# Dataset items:
··········

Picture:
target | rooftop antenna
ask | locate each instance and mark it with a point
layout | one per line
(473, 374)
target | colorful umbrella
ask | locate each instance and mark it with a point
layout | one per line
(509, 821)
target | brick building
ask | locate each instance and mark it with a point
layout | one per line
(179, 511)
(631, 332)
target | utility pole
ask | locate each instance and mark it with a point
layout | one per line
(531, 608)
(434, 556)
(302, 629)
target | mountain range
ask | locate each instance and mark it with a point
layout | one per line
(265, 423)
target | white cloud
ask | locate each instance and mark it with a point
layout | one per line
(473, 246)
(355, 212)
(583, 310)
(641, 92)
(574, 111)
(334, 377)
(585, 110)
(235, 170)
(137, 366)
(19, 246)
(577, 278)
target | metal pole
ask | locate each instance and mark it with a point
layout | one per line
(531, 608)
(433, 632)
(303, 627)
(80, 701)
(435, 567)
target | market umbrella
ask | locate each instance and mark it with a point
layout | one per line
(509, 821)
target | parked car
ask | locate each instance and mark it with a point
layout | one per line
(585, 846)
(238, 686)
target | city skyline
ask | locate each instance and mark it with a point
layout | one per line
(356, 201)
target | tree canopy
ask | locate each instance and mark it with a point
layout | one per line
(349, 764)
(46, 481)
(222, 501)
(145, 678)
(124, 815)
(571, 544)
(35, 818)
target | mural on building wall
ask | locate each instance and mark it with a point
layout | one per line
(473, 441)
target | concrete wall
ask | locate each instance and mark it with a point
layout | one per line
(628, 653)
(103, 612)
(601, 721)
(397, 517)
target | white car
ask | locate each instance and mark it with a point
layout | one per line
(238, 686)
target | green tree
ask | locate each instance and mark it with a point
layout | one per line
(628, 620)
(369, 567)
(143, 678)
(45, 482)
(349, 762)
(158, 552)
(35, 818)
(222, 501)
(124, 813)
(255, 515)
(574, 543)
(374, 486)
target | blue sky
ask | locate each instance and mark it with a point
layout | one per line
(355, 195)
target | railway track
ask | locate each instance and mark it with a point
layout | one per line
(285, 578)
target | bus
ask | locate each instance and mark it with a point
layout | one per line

··········

Could you return the lines in the entries above that contain "umbrella"?

# Exercise solution:
target | colorful umbrella
target | market umbrella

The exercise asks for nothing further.